Work required:
Your output should be the line that contains "Tag one point per instance of the city skyline." and all lines after it in the records, retyped exactly through the last one.

-- -- --

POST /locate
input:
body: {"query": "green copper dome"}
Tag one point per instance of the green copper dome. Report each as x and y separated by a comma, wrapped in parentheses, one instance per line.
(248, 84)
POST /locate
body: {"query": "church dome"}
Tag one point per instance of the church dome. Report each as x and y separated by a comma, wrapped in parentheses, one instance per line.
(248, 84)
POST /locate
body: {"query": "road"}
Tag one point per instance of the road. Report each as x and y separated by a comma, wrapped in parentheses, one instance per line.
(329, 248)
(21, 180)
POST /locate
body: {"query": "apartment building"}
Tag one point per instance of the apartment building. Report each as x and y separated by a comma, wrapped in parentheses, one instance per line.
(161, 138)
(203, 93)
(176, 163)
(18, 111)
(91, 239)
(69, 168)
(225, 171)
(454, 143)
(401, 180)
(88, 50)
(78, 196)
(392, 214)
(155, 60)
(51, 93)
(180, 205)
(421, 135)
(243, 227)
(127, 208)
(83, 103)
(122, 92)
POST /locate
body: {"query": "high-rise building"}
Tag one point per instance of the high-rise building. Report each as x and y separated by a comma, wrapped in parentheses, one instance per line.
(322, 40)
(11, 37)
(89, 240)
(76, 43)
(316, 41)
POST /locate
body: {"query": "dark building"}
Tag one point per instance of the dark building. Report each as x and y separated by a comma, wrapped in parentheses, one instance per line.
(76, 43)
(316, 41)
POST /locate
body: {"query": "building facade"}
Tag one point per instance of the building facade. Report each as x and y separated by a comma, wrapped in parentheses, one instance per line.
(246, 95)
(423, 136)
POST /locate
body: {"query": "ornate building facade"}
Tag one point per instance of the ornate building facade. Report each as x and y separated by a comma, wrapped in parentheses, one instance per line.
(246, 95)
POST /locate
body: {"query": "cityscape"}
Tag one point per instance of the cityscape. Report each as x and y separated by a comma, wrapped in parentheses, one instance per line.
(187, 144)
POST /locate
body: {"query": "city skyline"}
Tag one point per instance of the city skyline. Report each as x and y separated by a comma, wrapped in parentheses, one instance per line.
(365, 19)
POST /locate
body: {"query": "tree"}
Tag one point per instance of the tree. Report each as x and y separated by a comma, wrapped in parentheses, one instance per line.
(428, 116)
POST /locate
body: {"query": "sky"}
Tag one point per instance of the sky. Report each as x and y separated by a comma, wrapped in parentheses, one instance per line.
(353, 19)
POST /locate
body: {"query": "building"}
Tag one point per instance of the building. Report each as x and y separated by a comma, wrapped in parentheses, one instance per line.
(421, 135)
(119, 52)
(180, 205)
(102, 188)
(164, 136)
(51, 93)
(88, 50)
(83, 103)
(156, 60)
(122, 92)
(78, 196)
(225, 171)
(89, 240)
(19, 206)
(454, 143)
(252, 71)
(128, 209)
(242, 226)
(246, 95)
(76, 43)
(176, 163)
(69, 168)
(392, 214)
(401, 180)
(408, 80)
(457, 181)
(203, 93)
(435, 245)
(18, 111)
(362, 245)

-- -- --

Solution for this task:
Tag one point per instance of the city skyline. Report each as x and y separated by a comma, wrapped in parentheses, one instance per line.
(365, 19)
POST /locate
body: {"query": "tree"}
Tag one point per instance of the tree. Report each as x and y separated by a comma, wrapped in parentheses, one instance per line.
(428, 116)
POST /locate
body: {"query": "sky"}
Tag one point per instance of the sky. Report each as x and y separated by a comma, wrapped in parentheses, one instance per line.
(353, 19)
POST /locate
body: {"query": "building"}
Tag one point per instance of the building. Report each as x and y separated by a comma, wrapped in parentheses, one instance per line.
(421, 135)
(119, 52)
(180, 205)
(102, 188)
(164, 136)
(51, 93)
(88, 50)
(83, 103)
(156, 60)
(122, 92)
(78, 196)
(225, 171)
(89, 240)
(19, 206)
(454, 143)
(252, 71)
(128, 209)
(242, 226)
(246, 95)
(76, 43)
(176, 163)
(69, 168)
(392, 214)
(401, 180)
(408, 80)
(457, 181)
(203, 93)
(435, 245)
(18, 111)
(362, 245)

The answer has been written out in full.